DOCUMENTO DI RIFERIMENTO:
• • • • • • •
Per cri, visto che ormai la cosa non è più nascondibile, può esser l'occasione per far chiarezza nei propri rapporti, sia rispetto al marito che rispetto all'amante. 
E soprattutto con se stessa, con ciò che vuole e desidera veramente, dovendosi rimboccare le maniche ed affrontare la vita senza più alcun appoggio "di comodo" (tale diviene spesso un matrimonio in cui non si crede più di tanto) e dovendosi mettere in gioco completamente senza più alibi.

Cercare a questo punto scorciatoie (che vedo molto impervie) sarebbe solo controproducente, solo un rimando di qulacosa che è cmque da affrontare!


----------



## Old folletto (30 Agosto 2006)

tentare di farti perdonare da tuo marito, ma se lui è forte e orgoglioso sarà molto difficile.
oppure negare l'innegabile anche quando è accaduto.... ovviamente per questa soluzione dovrai mentire....come non hai mai fatto prima... cambiando la realtà a tuo favore.
molti non sanno che anche chi tradisce soffre per le bugie che deve raccontare...a chi sta tradendo...


Nononono, non se ne parla proprio di mentire ancora, era una delle cose che mi faceva più soffrire in assoluto, perchè mio marito non se lo meritava (ma chi se lo merita?)...l'unico sollievo che ho da questa situazione è che almeno ho smesso di mentire a tutti e di sorridere dicendo tutto ok, anche se non era vero..e dentro stavo morendo...
Purtroppo l'unica persona che mi sta vicino veramente, per quanto può, è l'amante..anche la mia migliore amica, presso cui sono ''alloggiata'' non può capire cosa sto provando, lei per principio non tradirebbe mai e quindi un pochino me la sento contro..non è che sto cercando approvazione intendiamoci, so di aver fatto una grossa cavolata, ma non è che l'unico che soffre è mio marito..accidenti mi ha sbattuto in mezzo alla strada in 10 minuti, ero ancora in pigiama, e tutti a dirmi che mi è andata bene, perchè non mi ha dato 2 sberle..
Non so ancora cosa farò, i sentimenti per l'amante sono forti e comincio a pensare che il fatto che io sono fuori casa, lo spingerà a prendere una decisione molto presto...sempre se mio marito non gli rovina tutto, visto che ha deciso di parlare con sua moglie..
Speriamo...


----------



## Old 666 (30 Agosto 2006)

Fedifrago ha detto:
			
		

> Non son molto d'accordo con ciò che hai scritto, 666.
> 
> Per cri, visto che ormai la cosa non è più nascondibile, può esser l'occasione per far chiarezza nei propri rapporti, sia rispetto al marito che rispetto all'amante.
> E soprattutto con se stessa, con ciò che vuole e desidera veramente, dovendosi rimboccare le maniche ed affrontare la vita senza più alcun appoggio "di comodo" (tale diviene spesso un matrimonio in cui non si crede più di tanto) e dovendosi mettere in gioco completamente senza più alibi.
> ...
• • • • • • •
ELENCO DELLE RIGHE:
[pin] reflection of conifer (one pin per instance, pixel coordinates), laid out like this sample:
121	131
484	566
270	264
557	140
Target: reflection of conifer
• • • • • • •
OBIETTIVI:
A) Ripeta alla lettera il passo del documento di riferimento che inizia con le parole "Non so ancora" e si conclude dopo le parole "Speriamo...".
B) Riduca a un breve elenco puntato il paragrafo del documento di riferimento che comincia con "Purtroppo l'unica persona", mantenendone i fatti principali.
Per svolgere i compiti non occorre consultare le righe.

RISPOSTE PER COMPITO:
A)
Non so ancora cosa farò, i sentimenti per l'amante sono forti e comincio a pensare che il fatto che io sono fuori casa, lo spingerà a prendere una decisione molto presto...sempre se mio marito non gli rovina tutto, visto che ha deciso di parlare con sua moglie..
Speriamo...

B)
- L'unico vero sostegno, per quanto possibile, viene dall'amante.
- La migliore amica, che offre alloggio a chi scrive, non può capirne lo stato d'animo: per principio non tradirebbe mai e viene percepita un po' contraria.
- Chi scrive non cerca approvazione e ammette di aver commesso una grossa sciocchezza.
- Non è solo il marito a soffrire: in dieci minuti ha messo chi scrive in mezzo alla strada, ancora in pigiama.
- Tutti commentano che è andata bene, perché non sono arrivati due schiaffi.